## QUOTED TEXT
Robbie Fulks (born March 25, 1963) is an American alternative country singer-songwriter and long-time Chicago, Illinois musician. He has released 12 albums over a career spanning more than 25 years.
Fulks was born in York, Pennsylvania, the son of a school teacher father. He has a younger brother named Jubal. Fulks lived in York, Mount Joy, and Mountville in Pennsylvania; Waynesboro and Charlottesville in Virginia; and Wake Forest and Creedmoor in North Carolina. Fulks said his family moved every year as a kid until they eventually settled in North Carolina when he was 12. Fulks considers North Carolina his childhood home.
Fulks said that his family is very musical. He picked up his aunt's banjo when he was six, and later chose to focus on guitar after he inherited one from his father. He also learned to play the fiddle. The family formed an informal band with himself on banjo, his mother on autoharp, and his father on guitar.
While often longing to move to "the big city," which he later did, Fulks says he is grateful for the environment in which he grew up. "The country music that is ... part of the culture gets into you, whether you listen to it or not," he said.
Fulks has three children with wife Donna Jay Fulks (née Jerousek): sons Nick, Preston, and Tennessee. He has an older son from a prior relationship. He has been married to Donna since October 23, 1993.
His wife is a Chicago voice over actress who was the voice of JCPenney for over 10 years. She sometimes goes by her maiden name, Donna Jerousek. Fulks' son Preston is also a voice over actor. Fulks' sons have all sung at his shows. Fulks' brother Jubal occasionally appears on his albums, playing the violin.
Fulks' son, Nicolas "Nick" Fulks, and father-in-law, Donald "Don" Jerousek, were contestants on Season 12 of The Amazing Race. They placed third. Nick was born Nicolas Elvis Fulks and currently lives in San Juan, Puerto Rico, and works as an airline pilot. Fulks is a grandfather, as Nick has a son.
Fulks has lived in the Chicago area since he was 21 and considers it his home. After living in the Logan Square area of Chicago, in 1995 he and his wife decided to move out of the city. They moved to Wilmette, Illinois, in the North Shore area, in 2005. While struggling as a musician he worked as a paralegal at Jenner & Block from 1983 to 1987.
According to an interview in 2000, Fulks described himself as a libertarian.
In 1980 at the age of 17, Fulks moved to New York City and attended Columbia University, often playing at Gerdes Folk City and other places in the West Village.
Fulks moved to Chicago in 1983 when his high school sweetheart got pregnant and they decided to move in with her parents. In 1984, Fulks started teaching classes at Chicago's Old Town School of Folk Music, where he met many bluegrass and folk musicians that he still works with. Before beginning his solo career, Fulks joined The Special Consensus Bluegrass Band. He played and toured with them from the Fall of 1987 to January 1990. Here he showcased his unique guitar playing, and appeared on the Grammy-nominated album Hole In My Heart, released in 1989. Fulks credits fiddler Al Murphy as a musical mentor: "He not only introduced me to dozens of artists I had never heard, but taught me how to come to them more humbly, receptively, and intelligently." Fulks later performed in the musical revue Woody Guthrie's American Song.

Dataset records
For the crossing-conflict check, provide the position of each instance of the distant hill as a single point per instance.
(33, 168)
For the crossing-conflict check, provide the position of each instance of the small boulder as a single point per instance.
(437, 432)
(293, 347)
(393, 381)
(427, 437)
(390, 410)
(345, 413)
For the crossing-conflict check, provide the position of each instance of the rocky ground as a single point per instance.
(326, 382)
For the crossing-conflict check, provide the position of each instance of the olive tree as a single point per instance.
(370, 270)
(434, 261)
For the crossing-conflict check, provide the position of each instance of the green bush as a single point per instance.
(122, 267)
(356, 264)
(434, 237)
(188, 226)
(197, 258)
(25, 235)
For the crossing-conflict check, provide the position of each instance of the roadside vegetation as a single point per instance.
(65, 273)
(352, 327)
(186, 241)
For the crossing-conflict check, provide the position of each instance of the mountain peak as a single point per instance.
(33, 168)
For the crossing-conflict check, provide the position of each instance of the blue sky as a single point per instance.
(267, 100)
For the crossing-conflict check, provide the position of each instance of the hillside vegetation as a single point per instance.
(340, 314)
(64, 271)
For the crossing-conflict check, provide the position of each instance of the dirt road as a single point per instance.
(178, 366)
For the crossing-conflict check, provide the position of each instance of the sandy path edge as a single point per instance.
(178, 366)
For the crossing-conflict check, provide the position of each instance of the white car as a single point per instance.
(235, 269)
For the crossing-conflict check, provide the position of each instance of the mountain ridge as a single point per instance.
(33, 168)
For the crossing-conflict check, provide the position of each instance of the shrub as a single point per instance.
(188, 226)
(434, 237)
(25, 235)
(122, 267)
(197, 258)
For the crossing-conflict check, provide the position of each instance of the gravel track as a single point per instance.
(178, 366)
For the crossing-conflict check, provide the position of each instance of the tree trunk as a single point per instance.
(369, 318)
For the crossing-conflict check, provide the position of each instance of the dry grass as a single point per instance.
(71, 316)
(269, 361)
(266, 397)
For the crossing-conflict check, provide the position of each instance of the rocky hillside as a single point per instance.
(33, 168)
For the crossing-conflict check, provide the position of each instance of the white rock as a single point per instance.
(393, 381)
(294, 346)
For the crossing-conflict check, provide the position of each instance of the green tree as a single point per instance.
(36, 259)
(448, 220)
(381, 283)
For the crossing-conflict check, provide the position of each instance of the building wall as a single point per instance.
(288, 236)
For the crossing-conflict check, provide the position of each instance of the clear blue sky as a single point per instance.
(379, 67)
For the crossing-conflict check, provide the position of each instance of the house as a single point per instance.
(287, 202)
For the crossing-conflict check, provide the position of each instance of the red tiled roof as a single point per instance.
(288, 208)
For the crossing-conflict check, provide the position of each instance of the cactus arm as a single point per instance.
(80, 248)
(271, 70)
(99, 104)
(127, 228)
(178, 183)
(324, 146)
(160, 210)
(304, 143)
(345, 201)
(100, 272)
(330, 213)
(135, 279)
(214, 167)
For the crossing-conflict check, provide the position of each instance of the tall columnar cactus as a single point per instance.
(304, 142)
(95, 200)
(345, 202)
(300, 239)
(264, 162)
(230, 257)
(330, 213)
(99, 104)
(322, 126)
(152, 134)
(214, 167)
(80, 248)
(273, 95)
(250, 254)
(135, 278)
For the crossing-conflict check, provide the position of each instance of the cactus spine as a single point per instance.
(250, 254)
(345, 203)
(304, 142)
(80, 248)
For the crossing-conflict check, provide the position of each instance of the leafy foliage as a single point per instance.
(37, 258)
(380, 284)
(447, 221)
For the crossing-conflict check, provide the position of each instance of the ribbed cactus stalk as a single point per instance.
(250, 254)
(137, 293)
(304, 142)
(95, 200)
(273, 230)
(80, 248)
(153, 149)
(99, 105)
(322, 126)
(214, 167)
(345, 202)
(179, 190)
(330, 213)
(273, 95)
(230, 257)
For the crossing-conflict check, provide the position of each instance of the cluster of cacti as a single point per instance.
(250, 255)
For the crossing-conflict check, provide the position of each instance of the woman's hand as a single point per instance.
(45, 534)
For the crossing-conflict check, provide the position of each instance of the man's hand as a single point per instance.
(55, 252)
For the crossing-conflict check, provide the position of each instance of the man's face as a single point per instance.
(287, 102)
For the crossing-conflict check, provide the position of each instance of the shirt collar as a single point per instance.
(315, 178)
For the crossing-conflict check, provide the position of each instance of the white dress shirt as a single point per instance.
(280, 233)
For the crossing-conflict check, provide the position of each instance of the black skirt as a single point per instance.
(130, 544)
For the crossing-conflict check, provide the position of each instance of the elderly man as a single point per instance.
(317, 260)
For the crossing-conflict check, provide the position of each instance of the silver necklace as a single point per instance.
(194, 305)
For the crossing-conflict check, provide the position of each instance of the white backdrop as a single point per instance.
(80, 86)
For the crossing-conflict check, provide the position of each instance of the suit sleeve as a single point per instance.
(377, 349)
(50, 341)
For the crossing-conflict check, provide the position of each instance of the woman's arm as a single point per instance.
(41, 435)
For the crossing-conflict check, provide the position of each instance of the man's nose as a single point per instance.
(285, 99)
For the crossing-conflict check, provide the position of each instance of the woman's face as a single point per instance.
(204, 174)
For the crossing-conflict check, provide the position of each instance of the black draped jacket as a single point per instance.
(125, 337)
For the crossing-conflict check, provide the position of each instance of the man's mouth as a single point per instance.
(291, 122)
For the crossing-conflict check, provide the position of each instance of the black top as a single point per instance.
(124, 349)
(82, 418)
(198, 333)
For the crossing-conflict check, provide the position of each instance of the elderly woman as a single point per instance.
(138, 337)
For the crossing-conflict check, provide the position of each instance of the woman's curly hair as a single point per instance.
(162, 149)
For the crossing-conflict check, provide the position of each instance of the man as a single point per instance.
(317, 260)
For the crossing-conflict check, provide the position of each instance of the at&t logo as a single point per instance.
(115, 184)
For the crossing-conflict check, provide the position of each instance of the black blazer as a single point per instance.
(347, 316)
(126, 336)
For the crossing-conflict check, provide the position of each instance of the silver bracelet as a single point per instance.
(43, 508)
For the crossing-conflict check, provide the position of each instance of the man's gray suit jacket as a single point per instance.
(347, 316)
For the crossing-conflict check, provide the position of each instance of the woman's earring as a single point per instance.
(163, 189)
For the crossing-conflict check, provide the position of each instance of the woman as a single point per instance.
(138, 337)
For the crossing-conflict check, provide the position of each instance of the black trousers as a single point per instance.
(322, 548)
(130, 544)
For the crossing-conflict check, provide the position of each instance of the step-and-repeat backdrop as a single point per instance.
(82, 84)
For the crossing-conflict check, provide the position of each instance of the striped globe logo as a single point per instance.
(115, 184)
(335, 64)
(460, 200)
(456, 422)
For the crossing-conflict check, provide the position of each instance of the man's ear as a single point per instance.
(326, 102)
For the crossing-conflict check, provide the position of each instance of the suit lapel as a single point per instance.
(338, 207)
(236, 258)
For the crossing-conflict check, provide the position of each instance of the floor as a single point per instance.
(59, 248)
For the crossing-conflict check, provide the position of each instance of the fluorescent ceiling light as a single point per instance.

## INSTRUCTIONS FOR THE TASK
Continue the biography of Robbie Fulks, starting after its last sentence. The lines above are not needed for this.

## ANSWER TO THIS TASK
He had a country rock band called Trailer Trash Revue in Chicago in the early 1990s. Fulks said that he met his wife during these shows, as she worked as a dancer in the revue. Fulks has hosted the "Secret Country" series at Chicago's Old Town School of Folk Music, which features little-known country artists.
Fulks began his solo career in 1993.Steve Albini engineered many of his early tracks, and was instrumental in connecting Fulks with Rob and Nan at Bloodshot Records.
While living in Chicago Fulks worked as a songwriter for music publisher API for a three year-contract that expired in early 1998. He would commute to Nashville one or two weeks each month. Fulks found the experience frustrating.
Fulks' solo debut, Country Love Songs, was released on Bloodshot Records in 1996 to positive reviews. The album was engineered by Steve Albini. The Skeletons, members of whom later formed the band The Morells, played on much of the record.Tom Brumley and Buck Owens are also featured. It was followed by 1997's South Mouth, which cemented Fulks' retro-alternative image.
As fans had grown used to his rough and sparse sound, many were shocked by the release of Fulks' third album, 1998's Let's Kill Saturday Night, on Geffen Records. Fulks recorded it during the spring of 1998 in Nashville with producer Rick Will. The record includes performances by Lucinda Williams, Sam Bush, Bill Lloyd, and Al Anderson as well as guitarist Rob Gjersoe (Jimmie Dale Gilmore), bassist Lorne Rall, and drummer Dan Massey.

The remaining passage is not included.